Document passage:
Generating the assembly

python inference.py --data <data> --asm <asm> --out <out>

  <data>
    path to where the processed data is saved (same as <out> in the previous command)
  <asm>
    assembler used for the assembly graph construction [hifiasm|raven]
  <out>
    path to where the assembly will be saved
  
  optional:
    --model <model>
      path to the model used for decoding (deafult: weights/weights.pt)

Training the network

Generate the training/validation data

You can generate synthetic training data by first simulating reads with PBSIM and then constructing assembly graphs with hifiasm or Raven. This consists of several steps.

Step 1. Specify which chromosomes you want to have in training and validation set, by editing values in the dictionaries in train_valid_chrs.py.

Step 2. Since the training is performed on individual chromosomes, you also need to have the sequences (references) of these chromosomes saved in a format chr1.fasta, chr2.fasta, etc. Full path to the directory where these chromosome references are stored is provided as an argument to the generate_data.py script (see below).

Step 3. PBSIM requires a sample profile files (e.g. sample_pofile_ID.fastq and sample_pofile_ID.stats) stored inside the vendor/pbsim3 directory. You can download these files by running

bash download_profile.sh

The downloaded files correspond to the sample_profile_ID stated in the config.py dictionary. Alternatively, if you already have these files, copy them into vendor/pbsim3 and edit the value of the dictionary in config.py under the key sample_pofile_ID. You can also create a new profile by editting values in the dictionary in config.py under the keys sample_pofile_ID and sample_file. Make sure to provide a unique ID for sample_profile_ID, and a path to an existing FASTQ file for sample_file. For more information, check PBSIM3.

Step 4. Finally, run the generate_data.py script:

python generate_data.py --datadir <datadir> --chrdir <chrdir> --asm <asm> --threads <threads>

  <datadir>
    path to directory where the generated data will be saved
  <chrdir>
    path to directory where the chromosome references are stored
  <asm>
    assembler used for the assembly graph construction [hifiasm|raven]
  <threads>
    number of threads used for running the assembler

Split the generated data into training and validation datasets.

Once the data has been generated and stored in the main database (the <datadir> that you provided in the previous step), you have to split it into training and validation datasets. This will copy data from the main database <datadir> into <savedir> (see below). Run the following command:

python split_data.py --datadir <datadir> --savedir <savedir> --name <name> --asm <asm>
  <datadir>
    path to directory where the generated data is saved
  <savedir>
    path to directory where the trainig/validation datasets will be copied
  <name>
    name assigned to the training and validation datasets
  <asm>
    assembler used for the assembly graph construction [hifiasm|raven]

Once all the data is copied, the script will print out the full paths of the training and validation directories. You can provide those paths as arguments to train.py script (see the next step).

Train the model

python train.py --train <train> --valid <valid> --asm <asm>
  
  <train>
    Ppth to directory where the training data (provided by split_data.py)

Record extracts:

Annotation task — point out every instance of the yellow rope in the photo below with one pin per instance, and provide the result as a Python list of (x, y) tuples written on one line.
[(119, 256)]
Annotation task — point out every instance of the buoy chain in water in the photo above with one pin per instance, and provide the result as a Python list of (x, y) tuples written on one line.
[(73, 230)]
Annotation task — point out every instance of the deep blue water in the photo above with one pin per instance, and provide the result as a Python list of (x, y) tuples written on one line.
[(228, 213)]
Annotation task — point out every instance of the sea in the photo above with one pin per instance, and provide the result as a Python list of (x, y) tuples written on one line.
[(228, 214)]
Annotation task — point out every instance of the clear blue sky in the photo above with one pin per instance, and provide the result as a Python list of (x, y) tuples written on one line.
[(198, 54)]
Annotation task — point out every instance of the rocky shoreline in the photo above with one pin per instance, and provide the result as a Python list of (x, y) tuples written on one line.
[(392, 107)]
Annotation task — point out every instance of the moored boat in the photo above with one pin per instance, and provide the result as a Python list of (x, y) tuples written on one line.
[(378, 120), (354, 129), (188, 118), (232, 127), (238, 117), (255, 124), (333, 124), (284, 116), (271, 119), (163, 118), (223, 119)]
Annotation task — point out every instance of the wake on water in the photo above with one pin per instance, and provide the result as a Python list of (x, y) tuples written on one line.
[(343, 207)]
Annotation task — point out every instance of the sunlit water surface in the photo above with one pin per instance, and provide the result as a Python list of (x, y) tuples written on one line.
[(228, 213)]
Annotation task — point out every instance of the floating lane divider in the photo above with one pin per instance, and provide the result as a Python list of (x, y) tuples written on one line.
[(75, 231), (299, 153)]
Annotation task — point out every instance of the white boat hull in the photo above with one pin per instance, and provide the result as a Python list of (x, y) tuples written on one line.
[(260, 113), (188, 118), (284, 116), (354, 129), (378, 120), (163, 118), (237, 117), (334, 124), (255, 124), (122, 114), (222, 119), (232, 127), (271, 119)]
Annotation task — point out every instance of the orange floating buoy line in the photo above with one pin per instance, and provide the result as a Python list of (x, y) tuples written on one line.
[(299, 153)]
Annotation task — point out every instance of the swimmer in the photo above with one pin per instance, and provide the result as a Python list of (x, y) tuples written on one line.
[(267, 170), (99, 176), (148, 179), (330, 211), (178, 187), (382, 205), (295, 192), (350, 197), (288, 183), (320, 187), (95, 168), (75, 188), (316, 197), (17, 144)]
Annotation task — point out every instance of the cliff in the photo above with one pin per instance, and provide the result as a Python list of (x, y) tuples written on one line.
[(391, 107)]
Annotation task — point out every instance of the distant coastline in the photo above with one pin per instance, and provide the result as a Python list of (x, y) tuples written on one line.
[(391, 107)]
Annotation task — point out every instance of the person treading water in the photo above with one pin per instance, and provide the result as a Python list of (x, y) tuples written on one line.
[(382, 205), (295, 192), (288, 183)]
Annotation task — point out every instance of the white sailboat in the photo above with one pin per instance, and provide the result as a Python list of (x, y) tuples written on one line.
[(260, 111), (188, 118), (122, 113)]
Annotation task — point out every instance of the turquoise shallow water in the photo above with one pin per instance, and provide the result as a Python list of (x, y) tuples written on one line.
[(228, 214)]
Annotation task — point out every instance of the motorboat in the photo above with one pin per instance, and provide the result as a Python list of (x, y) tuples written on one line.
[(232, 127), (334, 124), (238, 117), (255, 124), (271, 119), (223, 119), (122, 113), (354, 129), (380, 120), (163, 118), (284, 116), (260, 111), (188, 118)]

Directions:
- 1) According to the assembly tool instructions, what is the default path of the model used for decoding?
- 2) Decide whether each statement agrees with the assembly tool instructions, answering yes or no and quoting the deciding words: (a) Training is done on individual chromosomes. (b) The split_data.py script moves data out of the main database. (c) The <threads> argument of generate_data.py sets the number of threads used for running PBSIM.
- 3) Reproduce the part of the assembly tool instructions that begins at the words "You can generate" and stops after the words "script (see below).".
These lines were taken from a source unrelated to the assembly tool instructions.

Responses by task:
- 1) weights/weights.pt

- 2)
(a) Yes: "Since the training is performed on individual chromosomes"
(b) No: "This will copy data from the main database <datadir> into <savedir>"
(c) No: "number of threads used for running the assembler"

- 3)
You can generate synthetic training data by first simulating reads with PBSIM and then constructing assembly graphs with hifiasm or Raven. This consists of several steps.

Step 1. Specify which chromosomes you want to have in training and validation set, by editing values in the dictionaries in train_valid_chrs.py.

Step 2. Since the training is performed on individual chromosomes, you also need to have the sequences (references) of these chromosomes saved in a format chr1.fasta, chr2.fasta, etc. Full path to the directory where these chromosome references are stored is provided as an argument to the generate_data.py script (see below).